**Given task:**
How many lines in the records below contain the string "twig"? Reply with the number only.

**Given information:**
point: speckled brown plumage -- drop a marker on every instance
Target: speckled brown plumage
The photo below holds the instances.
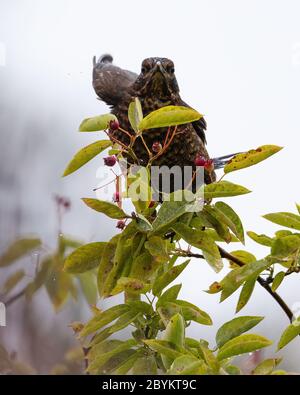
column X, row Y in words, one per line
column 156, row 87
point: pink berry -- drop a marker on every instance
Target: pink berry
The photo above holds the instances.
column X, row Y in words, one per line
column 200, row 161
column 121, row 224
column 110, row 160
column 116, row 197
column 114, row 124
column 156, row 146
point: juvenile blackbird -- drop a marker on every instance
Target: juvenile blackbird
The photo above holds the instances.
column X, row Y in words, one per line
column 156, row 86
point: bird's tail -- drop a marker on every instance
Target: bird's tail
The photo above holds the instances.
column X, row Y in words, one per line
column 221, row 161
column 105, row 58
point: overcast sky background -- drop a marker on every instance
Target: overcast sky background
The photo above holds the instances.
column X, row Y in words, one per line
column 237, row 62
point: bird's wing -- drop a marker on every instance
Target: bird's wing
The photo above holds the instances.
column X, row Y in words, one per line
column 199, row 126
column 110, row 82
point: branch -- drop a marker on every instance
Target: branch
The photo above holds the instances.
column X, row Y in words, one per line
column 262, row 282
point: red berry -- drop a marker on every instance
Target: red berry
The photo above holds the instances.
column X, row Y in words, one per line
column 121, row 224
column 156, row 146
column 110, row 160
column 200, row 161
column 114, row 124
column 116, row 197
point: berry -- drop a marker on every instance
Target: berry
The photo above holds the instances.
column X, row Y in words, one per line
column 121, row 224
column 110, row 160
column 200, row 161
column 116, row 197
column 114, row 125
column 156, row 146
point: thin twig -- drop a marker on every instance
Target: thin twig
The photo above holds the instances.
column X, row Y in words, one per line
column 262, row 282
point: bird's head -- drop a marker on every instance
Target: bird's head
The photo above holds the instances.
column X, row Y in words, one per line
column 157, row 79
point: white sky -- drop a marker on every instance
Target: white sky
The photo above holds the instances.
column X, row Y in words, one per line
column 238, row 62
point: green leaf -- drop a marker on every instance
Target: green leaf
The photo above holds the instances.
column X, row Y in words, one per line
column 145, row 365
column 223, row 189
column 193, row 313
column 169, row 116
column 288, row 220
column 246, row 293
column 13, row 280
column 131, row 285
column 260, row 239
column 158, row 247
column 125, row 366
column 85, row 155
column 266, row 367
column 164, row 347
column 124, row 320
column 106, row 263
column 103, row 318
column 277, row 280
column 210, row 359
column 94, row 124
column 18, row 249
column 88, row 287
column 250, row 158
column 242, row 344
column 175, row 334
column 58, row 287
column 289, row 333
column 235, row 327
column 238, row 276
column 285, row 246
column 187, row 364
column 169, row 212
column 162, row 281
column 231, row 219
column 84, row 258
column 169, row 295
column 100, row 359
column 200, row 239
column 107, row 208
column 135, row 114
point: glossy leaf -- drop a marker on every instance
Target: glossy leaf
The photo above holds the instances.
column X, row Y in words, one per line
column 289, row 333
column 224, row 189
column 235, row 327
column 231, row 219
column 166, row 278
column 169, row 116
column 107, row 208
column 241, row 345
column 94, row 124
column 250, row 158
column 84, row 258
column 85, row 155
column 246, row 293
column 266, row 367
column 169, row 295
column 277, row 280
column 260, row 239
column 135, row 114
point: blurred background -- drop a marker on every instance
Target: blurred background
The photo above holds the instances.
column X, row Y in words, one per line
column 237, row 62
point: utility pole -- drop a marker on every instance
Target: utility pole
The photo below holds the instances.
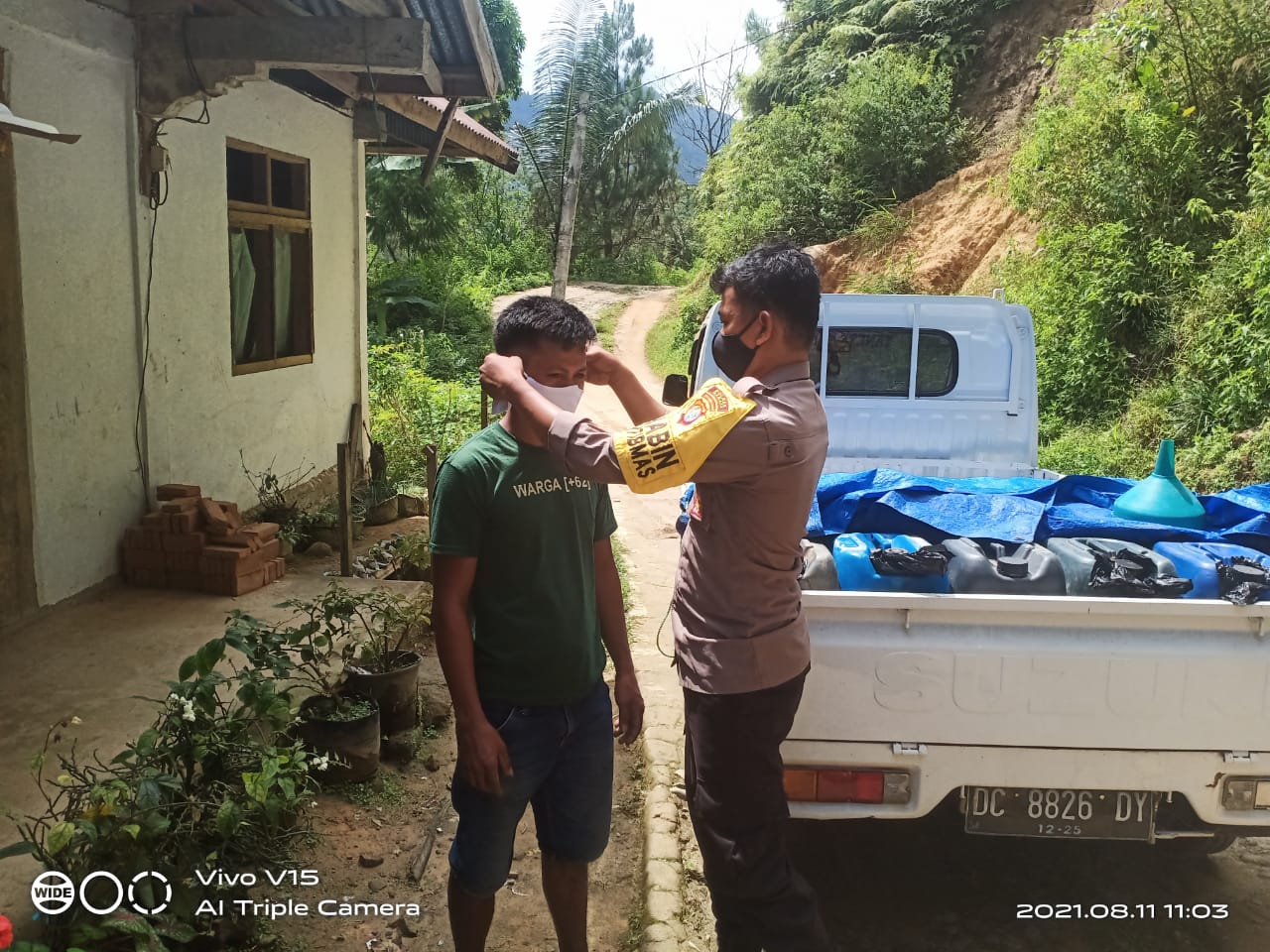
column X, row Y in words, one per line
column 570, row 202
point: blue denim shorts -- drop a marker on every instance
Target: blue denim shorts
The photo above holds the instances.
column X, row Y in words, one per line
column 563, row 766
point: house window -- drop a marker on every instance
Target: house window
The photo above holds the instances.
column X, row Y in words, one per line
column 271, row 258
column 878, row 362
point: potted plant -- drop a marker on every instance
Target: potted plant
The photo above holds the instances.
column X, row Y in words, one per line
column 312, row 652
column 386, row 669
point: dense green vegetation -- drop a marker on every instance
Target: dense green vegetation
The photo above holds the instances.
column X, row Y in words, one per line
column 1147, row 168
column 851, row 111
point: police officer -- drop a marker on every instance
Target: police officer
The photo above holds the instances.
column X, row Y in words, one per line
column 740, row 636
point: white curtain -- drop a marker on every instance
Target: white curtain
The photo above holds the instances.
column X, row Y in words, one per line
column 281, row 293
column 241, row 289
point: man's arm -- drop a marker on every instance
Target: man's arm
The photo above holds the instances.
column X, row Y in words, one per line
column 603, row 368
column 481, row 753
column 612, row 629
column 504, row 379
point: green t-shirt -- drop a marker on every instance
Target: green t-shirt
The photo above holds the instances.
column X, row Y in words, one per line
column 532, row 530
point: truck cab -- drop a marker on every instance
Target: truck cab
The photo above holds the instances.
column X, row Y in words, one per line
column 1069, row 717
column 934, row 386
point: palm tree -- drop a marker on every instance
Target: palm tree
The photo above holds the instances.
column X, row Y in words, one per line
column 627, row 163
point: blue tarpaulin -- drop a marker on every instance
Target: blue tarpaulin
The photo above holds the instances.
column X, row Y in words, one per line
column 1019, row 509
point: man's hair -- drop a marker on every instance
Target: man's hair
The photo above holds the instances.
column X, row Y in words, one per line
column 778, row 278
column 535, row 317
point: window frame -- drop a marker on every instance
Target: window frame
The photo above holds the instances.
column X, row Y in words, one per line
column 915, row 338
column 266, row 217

==

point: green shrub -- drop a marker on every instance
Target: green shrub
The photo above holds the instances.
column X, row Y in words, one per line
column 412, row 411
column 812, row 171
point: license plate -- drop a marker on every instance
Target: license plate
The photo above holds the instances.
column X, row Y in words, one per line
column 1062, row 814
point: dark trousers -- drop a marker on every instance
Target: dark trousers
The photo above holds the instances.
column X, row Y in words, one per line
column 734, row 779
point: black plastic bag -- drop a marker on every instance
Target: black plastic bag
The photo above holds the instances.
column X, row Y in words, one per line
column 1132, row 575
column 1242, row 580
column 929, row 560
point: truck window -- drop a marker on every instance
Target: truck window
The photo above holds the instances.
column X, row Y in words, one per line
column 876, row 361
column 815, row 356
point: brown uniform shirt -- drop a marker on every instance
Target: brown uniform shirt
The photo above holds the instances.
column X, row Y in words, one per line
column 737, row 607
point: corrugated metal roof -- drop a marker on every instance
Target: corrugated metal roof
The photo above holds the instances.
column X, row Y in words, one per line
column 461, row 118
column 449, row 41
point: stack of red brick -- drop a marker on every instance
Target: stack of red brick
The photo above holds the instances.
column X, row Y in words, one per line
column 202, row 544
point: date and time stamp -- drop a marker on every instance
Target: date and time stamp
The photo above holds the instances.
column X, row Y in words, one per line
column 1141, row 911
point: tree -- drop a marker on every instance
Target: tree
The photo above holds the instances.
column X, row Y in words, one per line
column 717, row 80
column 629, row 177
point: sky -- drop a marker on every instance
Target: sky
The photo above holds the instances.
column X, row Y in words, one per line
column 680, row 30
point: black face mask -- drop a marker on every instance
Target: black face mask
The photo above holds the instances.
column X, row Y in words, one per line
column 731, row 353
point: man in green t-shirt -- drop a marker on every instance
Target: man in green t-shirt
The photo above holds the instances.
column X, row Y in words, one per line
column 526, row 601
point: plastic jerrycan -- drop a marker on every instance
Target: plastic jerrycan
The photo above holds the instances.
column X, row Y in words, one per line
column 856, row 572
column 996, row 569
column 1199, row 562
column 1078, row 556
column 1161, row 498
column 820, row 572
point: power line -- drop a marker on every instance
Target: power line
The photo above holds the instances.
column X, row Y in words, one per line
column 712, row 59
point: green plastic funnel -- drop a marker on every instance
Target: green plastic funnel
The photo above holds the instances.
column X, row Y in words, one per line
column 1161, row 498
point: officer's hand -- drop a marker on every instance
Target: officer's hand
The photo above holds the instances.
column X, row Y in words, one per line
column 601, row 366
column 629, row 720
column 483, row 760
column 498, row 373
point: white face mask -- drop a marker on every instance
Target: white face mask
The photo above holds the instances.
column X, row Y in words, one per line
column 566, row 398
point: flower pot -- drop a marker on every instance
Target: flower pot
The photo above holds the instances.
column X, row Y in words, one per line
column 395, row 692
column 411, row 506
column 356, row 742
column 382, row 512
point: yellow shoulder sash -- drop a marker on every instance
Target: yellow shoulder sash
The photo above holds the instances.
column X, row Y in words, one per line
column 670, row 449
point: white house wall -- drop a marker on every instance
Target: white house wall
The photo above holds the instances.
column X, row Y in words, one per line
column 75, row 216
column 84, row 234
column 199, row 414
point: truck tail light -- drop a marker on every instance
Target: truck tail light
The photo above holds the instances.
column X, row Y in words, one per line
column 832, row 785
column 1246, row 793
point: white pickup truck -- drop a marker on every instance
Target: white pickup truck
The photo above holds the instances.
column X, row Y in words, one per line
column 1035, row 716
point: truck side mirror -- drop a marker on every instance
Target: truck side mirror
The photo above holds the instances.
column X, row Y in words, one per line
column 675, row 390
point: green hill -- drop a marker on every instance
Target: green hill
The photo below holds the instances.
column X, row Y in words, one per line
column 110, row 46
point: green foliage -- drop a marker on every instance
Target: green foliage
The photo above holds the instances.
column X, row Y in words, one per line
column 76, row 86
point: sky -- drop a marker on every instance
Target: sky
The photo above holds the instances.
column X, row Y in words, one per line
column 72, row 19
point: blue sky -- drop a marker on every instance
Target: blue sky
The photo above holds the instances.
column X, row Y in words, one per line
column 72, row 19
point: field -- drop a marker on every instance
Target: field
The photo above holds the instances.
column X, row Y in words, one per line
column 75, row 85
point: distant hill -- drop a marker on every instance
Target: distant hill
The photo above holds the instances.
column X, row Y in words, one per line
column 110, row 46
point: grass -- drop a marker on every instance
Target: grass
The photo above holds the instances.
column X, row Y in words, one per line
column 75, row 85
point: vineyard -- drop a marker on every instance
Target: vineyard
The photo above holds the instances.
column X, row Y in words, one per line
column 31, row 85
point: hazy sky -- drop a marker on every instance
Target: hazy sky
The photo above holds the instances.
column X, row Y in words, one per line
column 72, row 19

**The answer:**
2